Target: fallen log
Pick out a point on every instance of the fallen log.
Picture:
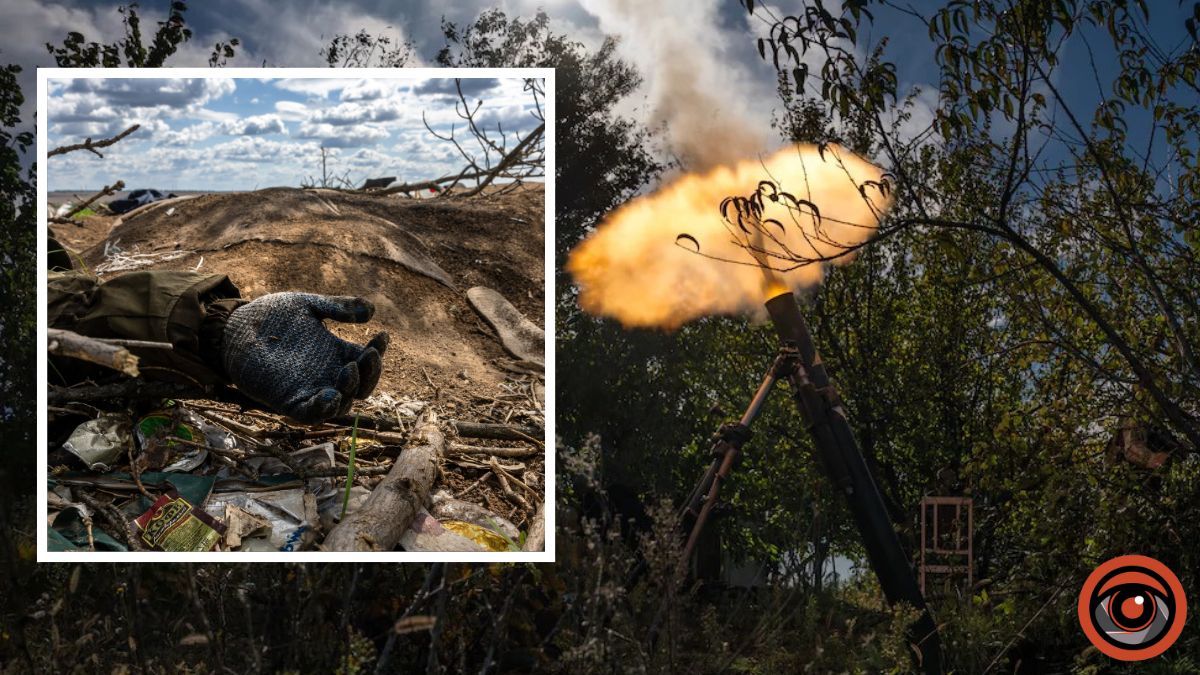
(72, 345)
(499, 431)
(397, 499)
(535, 538)
(459, 448)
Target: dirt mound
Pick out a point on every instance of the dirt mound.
(411, 257)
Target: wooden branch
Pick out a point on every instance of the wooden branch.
(90, 145)
(509, 160)
(535, 537)
(72, 345)
(130, 389)
(499, 431)
(107, 190)
(397, 499)
(435, 183)
(459, 448)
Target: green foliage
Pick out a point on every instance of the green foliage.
(132, 51)
(366, 51)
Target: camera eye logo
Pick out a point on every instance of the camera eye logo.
(1132, 608)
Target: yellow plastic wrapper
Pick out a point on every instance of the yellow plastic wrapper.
(481, 536)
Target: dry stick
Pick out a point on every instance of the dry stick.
(502, 476)
(535, 537)
(509, 160)
(396, 500)
(498, 431)
(130, 389)
(72, 345)
(341, 472)
(115, 519)
(256, 432)
(459, 448)
(90, 145)
(473, 485)
(137, 473)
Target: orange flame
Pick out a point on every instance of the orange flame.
(670, 257)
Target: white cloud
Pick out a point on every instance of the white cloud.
(190, 135)
(256, 125)
(292, 111)
(351, 136)
(355, 112)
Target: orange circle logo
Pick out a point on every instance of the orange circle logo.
(1132, 608)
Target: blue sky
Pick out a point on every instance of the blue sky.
(223, 133)
(292, 34)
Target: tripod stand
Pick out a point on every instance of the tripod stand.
(819, 404)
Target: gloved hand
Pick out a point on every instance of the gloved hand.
(277, 351)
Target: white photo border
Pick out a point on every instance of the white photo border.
(45, 555)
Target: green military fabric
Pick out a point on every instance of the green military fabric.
(155, 305)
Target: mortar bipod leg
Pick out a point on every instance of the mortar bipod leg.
(727, 444)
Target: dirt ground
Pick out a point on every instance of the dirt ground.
(413, 258)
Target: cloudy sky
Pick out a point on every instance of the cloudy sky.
(717, 37)
(226, 133)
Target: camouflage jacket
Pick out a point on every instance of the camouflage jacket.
(185, 309)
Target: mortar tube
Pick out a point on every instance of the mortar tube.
(847, 469)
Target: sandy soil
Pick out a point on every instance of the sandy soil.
(413, 258)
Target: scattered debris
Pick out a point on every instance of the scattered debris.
(100, 442)
(173, 524)
(431, 448)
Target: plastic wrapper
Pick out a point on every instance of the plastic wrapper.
(447, 508)
(168, 455)
(101, 442)
(174, 524)
(483, 536)
(427, 535)
(291, 517)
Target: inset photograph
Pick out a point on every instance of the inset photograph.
(289, 315)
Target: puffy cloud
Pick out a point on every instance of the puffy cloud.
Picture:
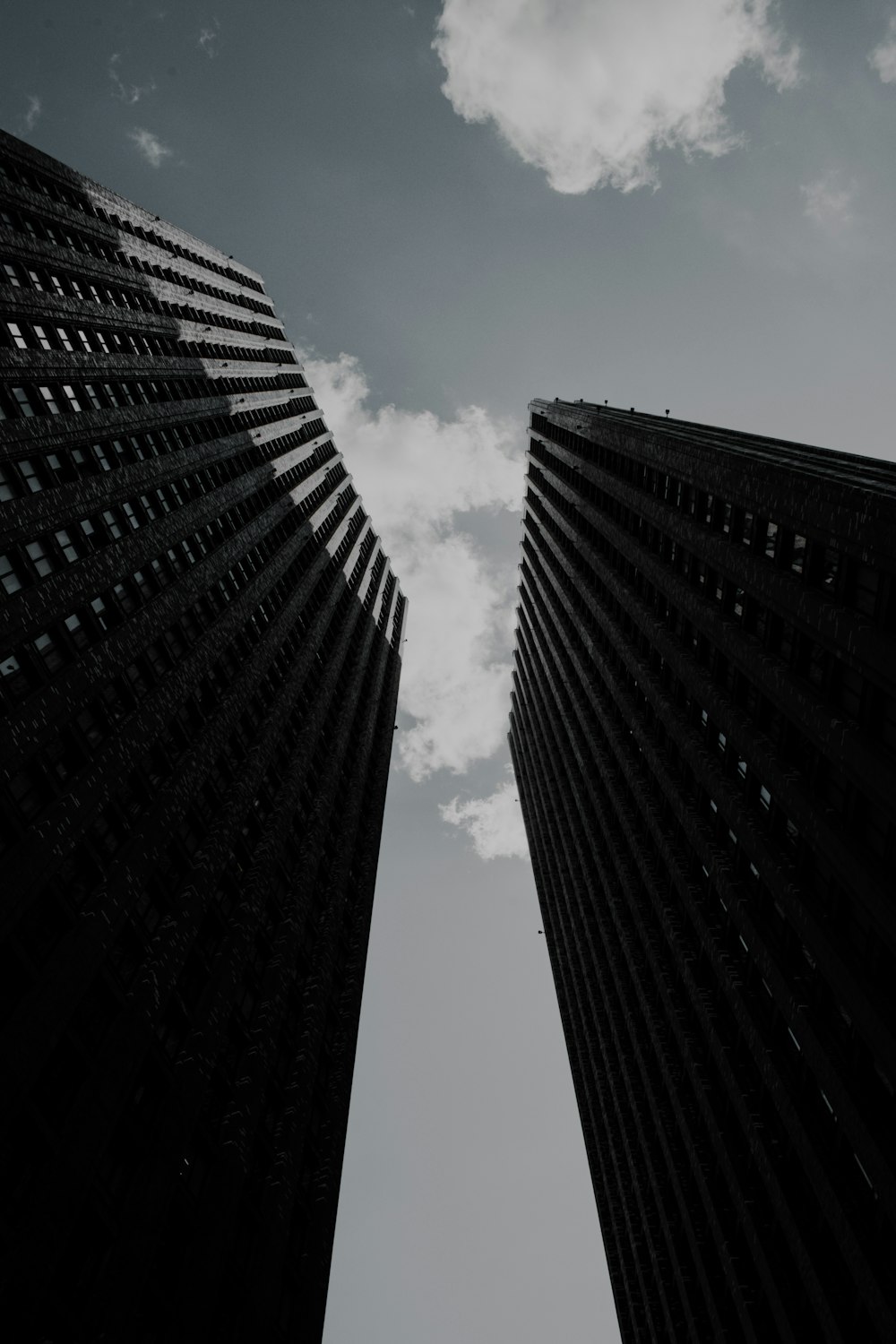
(150, 147)
(207, 40)
(589, 91)
(128, 93)
(883, 58)
(31, 117)
(495, 824)
(829, 203)
(418, 476)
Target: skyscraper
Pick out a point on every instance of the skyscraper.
(199, 653)
(704, 737)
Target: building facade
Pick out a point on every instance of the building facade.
(199, 652)
(704, 737)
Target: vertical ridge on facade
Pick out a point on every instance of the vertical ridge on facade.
(704, 737)
(199, 650)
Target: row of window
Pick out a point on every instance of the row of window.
(62, 237)
(45, 185)
(59, 644)
(62, 284)
(23, 333)
(31, 475)
(818, 562)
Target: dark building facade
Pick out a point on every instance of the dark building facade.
(199, 653)
(704, 737)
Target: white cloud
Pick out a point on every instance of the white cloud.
(495, 824)
(209, 39)
(30, 118)
(829, 203)
(587, 91)
(418, 475)
(883, 58)
(150, 147)
(128, 93)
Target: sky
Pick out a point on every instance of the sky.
(458, 206)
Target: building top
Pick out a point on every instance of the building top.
(869, 473)
(32, 171)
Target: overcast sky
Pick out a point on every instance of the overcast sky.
(455, 207)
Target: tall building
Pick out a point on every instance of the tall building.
(704, 737)
(199, 655)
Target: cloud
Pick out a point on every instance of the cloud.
(495, 824)
(418, 476)
(829, 204)
(587, 91)
(209, 39)
(150, 147)
(883, 58)
(126, 93)
(29, 120)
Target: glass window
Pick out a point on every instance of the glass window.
(38, 556)
(31, 475)
(67, 546)
(8, 575)
(7, 486)
(798, 556)
(22, 401)
(50, 402)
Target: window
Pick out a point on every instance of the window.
(798, 554)
(38, 556)
(22, 401)
(50, 402)
(8, 575)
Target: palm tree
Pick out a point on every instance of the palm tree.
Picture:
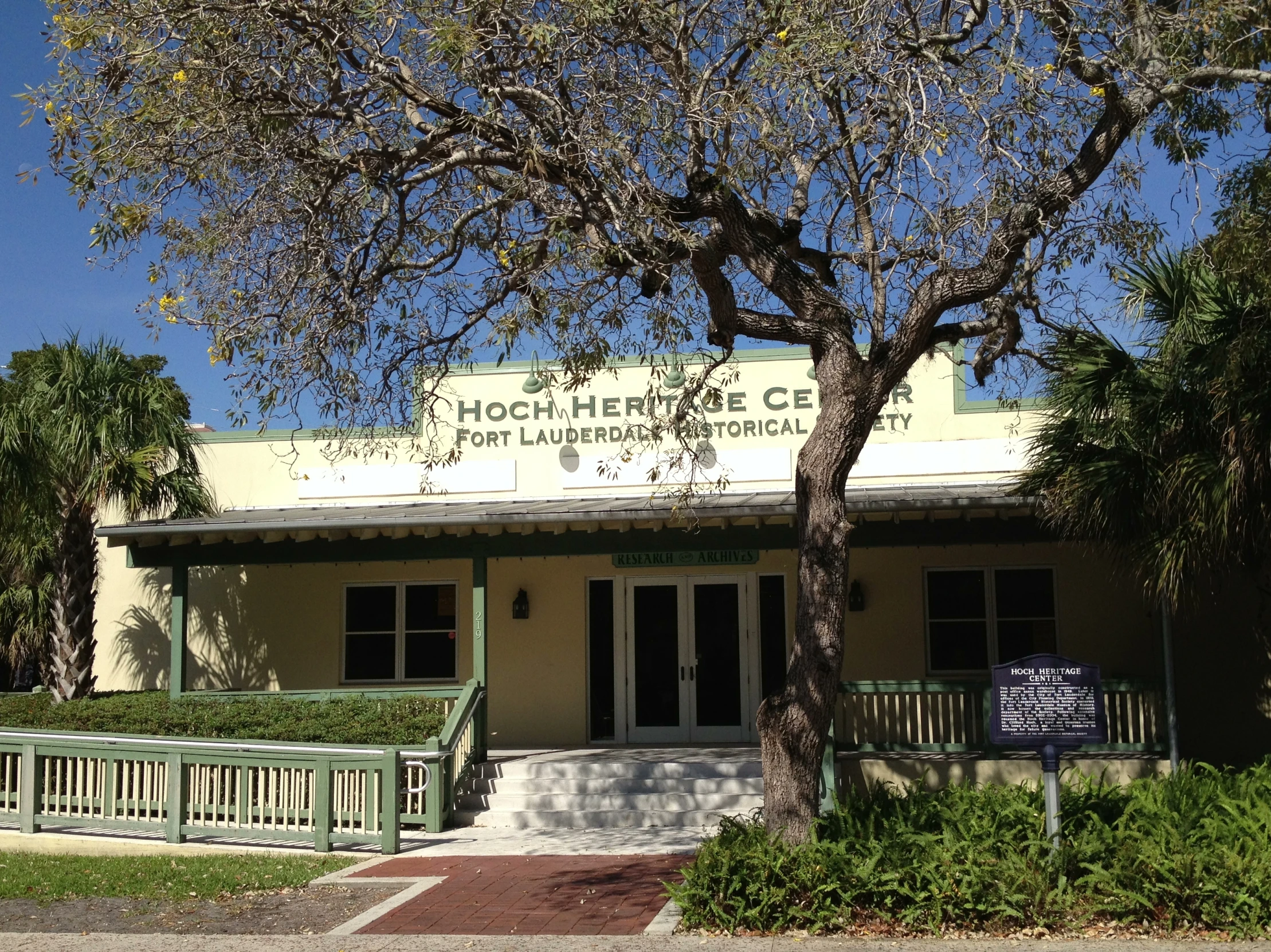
------
**WHAT YOU ARE ASKED TO DO**
Could you repeat every line of the records above word for word, leaving out the pictures?

**WRITTEN ANSWER**
Target: fallen log
Pick out a point on every instance of the fallen log.
Picture:
(72, 345)
(499, 431)
(397, 499)
(535, 538)
(459, 448)
Target: dirt mound
Pick out a point on every instance of the dirt mound.
(411, 257)
Target: wooden branch
Pick out a point on every instance of the wooden branch.
(90, 145)
(509, 160)
(535, 537)
(72, 345)
(130, 389)
(499, 431)
(107, 190)
(397, 499)
(435, 183)
(459, 448)
Target: green foliage
Pick out a point on every instance of the green foliage.
(132, 51)
(366, 51)
Target: camera eye logo
Pick out a point on every instance of the camera eye logo.
(1132, 608)
Target: yellow plastic wrapper
Pick out a point on every instance of the yellow plastic wrapper.
(481, 536)
Target: dry stick
Pick out a point on every instance of the dry stick.
(502, 476)
(535, 537)
(509, 160)
(396, 500)
(498, 431)
(130, 389)
(72, 345)
(341, 472)
(115, 519)
(256, 432)
(459, 448)
(90, 145)
(473, 485)
(137, 473)
Target: orange flame
Pick out a point on every instance of the orange flame.
(670, 257)
Target: white cloud
Pick out a point on every instance of the white cloud.
(190, 135)
(256, 125)
(292, 111)
(351, 136)
(355, 112)
Target: orange circle logo
Pick out a point on every instance of the orange circle logo.
(1132, 608)
Target: blue sky
Pick out a point on every instance of the blue sky.
(223, 133)
(292, 34)
Target: tripod stand
Pick out a point on every instance of the tripod stand.
(819, 404)
Target: gloved hand
Pick out a point on every instance of the gloved hand.
(277, 351)
Target: white photo border
Pick out a point on every instance of the white photo border.
(45, 555)
Target: green military fabric
Pick out a point on every instance of the green military fabric.
(155, 305)
Target: mortar bipod leg
Pick out a point on every instance of the mortar bipod leg.
(727, 444)
Target: dirt ground
Pick out a point on every instance of the dirt ground.
(413, 258)
Target: cloudy sky
Pick out a point on every instance of the cloudy sky.
(717, 37)
(226, 133)
Target: camouflage jacket
Pick out a point on every instance of the camouflage jacket.
(185, 309)
Target: mortar tube
Pick out a point on every instance of the mortar tube.
(847, 469)
Target: sandy soil
Pick out a point on every instance of the sandy soil.
(413, 258)
Target: scattered debris
Pick out a point on every instance of the scattered debris.
(100, 442)
(173, 524)
(431, 448)
Target: plastic wrapper
Pick out a point on every instance of the plastic wrapper.
(447, 508)
(168, 455)
(101, 442)
(174, 524)
(483, 536)
(427, 535)
(291, 517)
Target: inset photograph
Pick out a point on every instance of the inset photograph.
(289, 315)
Target: puffy cloud
Pick out a point on every instance of the puffy cloud.
Picture:
(150, 147)
(207, 40)
(589, 91)
(128, 93)
(883, 58)
(31, 117)
(495, 824)
(829, 203)
(418, 476)
Target: skyscraper
Pick out a point on every instance of the skyscraper.
(199, 653)
(704, 737)
Target: building facade
Pick out a point on every instance of the building facade.
(199, 652)
(704, 737)
Target: vertical ridge on facade
Pick out a point on every instance of the vertical ridge on facade.
(704, 737)
(199, 650)
Target: row of window
Pick out a point on every instance of the row of window.
(62, 237)
(45, 185)
(59, 644)
(62, 284)
(23, 333)
(31, 475)
(818, 562)
Target: dark building facade
Pick out a point on every instance of the dark building facade.
(199, 653)
(704, 737)
Target: white cloud
Pick out a point on every instance of the white cloud.
(495, 824)
(209, 39)
(30, 118)
(829, 203)
(587, 91)
(418, 475)
(883, 58)
(150, 147)
(128, 93)
Target: sky
Pick out a point on every instance of the sky.
(458, 206)
Target: building top
Pick out a point on every instance of the building top.
(869, 473)
(32, 171)
Target: overcast sky
Pick out a point on every instance of the overcast sky.
(455, 207)
Target: tall building
Pick out a point on every instance of the tall building.
(704, 737)
(199, 655)
Target: cloud
Pick out a point on every instance of the cloud.
(495, 824)
(418, 476)
(829, 204)
(587, 91)
(209, 39)
(150, 147)
(883, 58)
(126, 93)
(29, 120)
Target: glass window
Pick out a point on every instance of the glass window.
(38, 556)
(31, 475)
(67, 546)
(8, 575)
(7, 486)
(798, 556)
(22, 401)
(50, 402)
Target: window
Pick out a point on every instance of the window.
(798, 554)
(38, 556)
(22, 401)
(50, 402)
(8, 575)
Target: palm tree
Pick out a point on every instance of the palm tree.
Picture:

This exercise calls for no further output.